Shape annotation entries
-- -- --
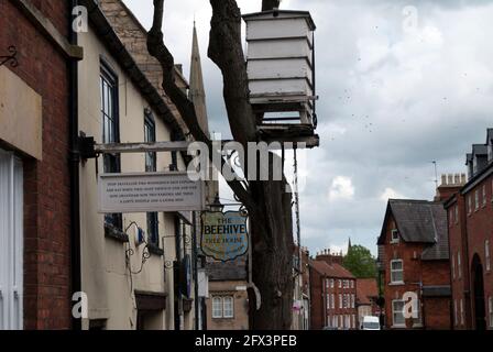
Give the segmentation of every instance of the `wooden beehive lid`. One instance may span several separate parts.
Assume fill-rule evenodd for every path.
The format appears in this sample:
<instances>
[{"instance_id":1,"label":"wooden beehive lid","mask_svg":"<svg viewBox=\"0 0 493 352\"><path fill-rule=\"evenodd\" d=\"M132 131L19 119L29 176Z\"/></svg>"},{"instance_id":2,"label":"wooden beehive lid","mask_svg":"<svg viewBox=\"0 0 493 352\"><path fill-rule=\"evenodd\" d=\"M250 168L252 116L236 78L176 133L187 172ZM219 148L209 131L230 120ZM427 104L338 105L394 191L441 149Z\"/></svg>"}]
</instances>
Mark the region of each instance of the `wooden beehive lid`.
-- -- --
Work to complete => Edit the lines above so that "wooden beehive lid" becomes "wooden hive cover" everywhere it occurs, with nothing else changed. Leave the pictures out of the answer.

Response for this exercise =>
Give the segmentation of every instance of the `wooden hive cover`. One instance may span several separate parts.
Assume fill-rule evenodd for every path.
The format appears in this sample:
<instances>
[{"instance_id":1,"label":"wooden hive cover","mask_svg":"<svg viewBox=\"0 0 493 352\"><path fill-rule=\"evenodd\" d=\"M132 131L19 119L29 176Z\"/></svg>"},{"instance_id":2,"label":"wooden hive cover","mask_svg":"<svg viewBox=\"0 0 493 352\"><path fill-rule=\"evenodd\" d=\"M250 168L252 116L236 78L176 133L187 172ZM219 148L209 131L230 120ZM427 104L338 105L394 191L441 149Z\"/></svg>"}]
</instances>
Mark the region of each instance of the `wooden hive cover`.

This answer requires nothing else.